Complete the following:
**A.** Answer these questions from the passage on impossible images, one answer per line:
(i) During which residency did the author ask scientists the question?
(ii) What does the acronym BLOB stand for?
(iii) Where was the physical exhibition of Im/Possible images held in the summer of 2021?
**B.** Transcribe the passage on impossible images starting at "This was the" and ending at "what is impossible.".

Excerpted passage:
%%
Imagine you could obtain an 'impossible' image of any object or phenomenon that you think is important, with no limits on spatial, temporal, energy, signal/noise or cost resolutions. What image would you create? (the answer can be a hypothetical image of course!)
This was the question I asked every scientist I spoke to during my Arts at CERN/Collide Barcelona residency. Not to source impossibility, but rather, to find the types of affordances that draw lines between what is possible and what is impossible.
The COVID pandemic brought an abrupt halt to my research; only on the occasion of an online commission in the frame of the HEK Net Works (2021), I found the push to revisit and process the contributions I had collected. I started by compiling all the im/possible images in a single document to create an initial categorization. I then created the BLOB to present an initial classification
The BLOB (Binary Large OBject) gives a home to the collection of Im/Possible images that all together illustrate the concept of the impossible image and the relationships between affordance, resolution and compromise. As different Axes of Affordance cut the BLOB, they define what is possible to resolve, and what images are compromised, or in other words, will never be rendered. While normally these compromised images would never find their way to our eyes, the hypothetical realms of the BLOB offer pasture to these impossible renders.
In the summer of 2021, I was invited to curate a physical exhibition of Im/Possible images at the Lothringer 13 Halle (München) - an opportunity to transform the Lothringer into a real space actualisation of the virtual BLOB. This exhibition spawned the Im/Possible Summer school and the Im/Possible Reader, which both represent a moment in my im/possible images research, which I will extend in 2023 with unnamed colours and im/possible rainbows. I consider the BLOB and its contingents as a framework to introduce thinking through impossibilities.
%%
Data extract:
%%
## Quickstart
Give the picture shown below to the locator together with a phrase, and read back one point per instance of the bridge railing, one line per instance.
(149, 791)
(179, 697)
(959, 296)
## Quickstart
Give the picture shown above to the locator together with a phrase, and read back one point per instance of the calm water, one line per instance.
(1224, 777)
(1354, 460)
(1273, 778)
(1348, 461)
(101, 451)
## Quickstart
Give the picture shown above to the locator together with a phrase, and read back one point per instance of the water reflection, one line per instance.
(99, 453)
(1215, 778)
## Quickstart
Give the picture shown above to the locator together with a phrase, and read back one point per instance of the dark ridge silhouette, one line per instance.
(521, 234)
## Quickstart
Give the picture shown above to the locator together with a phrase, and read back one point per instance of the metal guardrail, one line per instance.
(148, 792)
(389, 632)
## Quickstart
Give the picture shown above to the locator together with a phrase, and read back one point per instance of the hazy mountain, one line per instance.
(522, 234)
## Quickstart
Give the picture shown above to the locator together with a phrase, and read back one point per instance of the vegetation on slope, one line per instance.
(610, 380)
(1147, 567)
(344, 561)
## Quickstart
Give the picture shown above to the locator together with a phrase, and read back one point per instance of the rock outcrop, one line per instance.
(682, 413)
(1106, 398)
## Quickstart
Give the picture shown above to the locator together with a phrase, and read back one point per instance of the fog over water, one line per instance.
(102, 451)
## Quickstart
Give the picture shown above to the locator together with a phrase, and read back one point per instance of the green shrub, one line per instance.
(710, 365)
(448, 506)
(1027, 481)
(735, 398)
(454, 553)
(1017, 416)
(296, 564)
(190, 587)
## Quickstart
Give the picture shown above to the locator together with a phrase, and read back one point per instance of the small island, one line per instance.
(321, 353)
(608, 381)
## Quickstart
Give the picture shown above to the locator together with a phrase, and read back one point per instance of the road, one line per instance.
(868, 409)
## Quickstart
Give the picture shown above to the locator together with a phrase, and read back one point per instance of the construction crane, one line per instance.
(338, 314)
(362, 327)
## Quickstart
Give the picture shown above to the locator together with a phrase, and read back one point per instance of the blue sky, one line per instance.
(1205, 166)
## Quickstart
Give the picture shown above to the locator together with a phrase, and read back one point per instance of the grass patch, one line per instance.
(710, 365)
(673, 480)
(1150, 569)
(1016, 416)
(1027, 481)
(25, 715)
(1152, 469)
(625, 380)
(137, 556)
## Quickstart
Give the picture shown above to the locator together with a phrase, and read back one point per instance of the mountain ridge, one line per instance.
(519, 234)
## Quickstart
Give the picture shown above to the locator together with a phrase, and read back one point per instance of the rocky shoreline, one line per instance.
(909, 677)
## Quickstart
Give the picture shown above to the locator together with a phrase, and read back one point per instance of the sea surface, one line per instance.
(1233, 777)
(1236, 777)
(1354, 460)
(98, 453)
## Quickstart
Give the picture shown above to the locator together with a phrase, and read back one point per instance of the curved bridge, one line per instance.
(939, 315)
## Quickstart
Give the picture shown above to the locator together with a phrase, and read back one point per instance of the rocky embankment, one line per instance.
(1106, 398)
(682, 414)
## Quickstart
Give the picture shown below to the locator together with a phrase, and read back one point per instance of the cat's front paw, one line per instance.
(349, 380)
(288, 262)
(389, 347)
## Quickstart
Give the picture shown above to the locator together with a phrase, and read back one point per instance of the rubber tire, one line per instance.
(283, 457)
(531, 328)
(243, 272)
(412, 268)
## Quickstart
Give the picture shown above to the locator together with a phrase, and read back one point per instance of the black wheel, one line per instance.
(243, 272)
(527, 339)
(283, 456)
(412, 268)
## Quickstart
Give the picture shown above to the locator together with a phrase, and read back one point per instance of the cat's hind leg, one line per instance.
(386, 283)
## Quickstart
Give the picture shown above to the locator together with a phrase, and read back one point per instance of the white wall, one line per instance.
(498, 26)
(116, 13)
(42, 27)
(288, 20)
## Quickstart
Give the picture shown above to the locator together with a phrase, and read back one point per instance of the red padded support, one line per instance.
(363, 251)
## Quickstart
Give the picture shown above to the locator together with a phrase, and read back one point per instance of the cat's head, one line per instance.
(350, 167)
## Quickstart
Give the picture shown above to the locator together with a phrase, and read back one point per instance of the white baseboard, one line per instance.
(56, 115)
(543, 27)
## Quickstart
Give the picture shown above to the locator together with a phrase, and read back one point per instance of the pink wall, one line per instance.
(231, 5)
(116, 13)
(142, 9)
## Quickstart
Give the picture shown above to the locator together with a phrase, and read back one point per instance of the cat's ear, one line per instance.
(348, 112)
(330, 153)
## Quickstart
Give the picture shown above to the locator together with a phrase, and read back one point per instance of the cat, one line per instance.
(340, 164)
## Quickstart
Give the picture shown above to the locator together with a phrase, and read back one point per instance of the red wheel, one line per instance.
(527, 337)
%%
Task answers:
**A.**
(i) The Arts at CERN/Collide Barcelona residency.
(ii) Binary Large OBject.
(iii) The Lothringer 13 Halle (München).

**B.**
This was the question I asked every scientist I spoke to during my Arts at CERN/Collide Barcelona residency. Not to source impossibility, but rather, to find the types of affordances that draw lines between what is possible and what is impossible.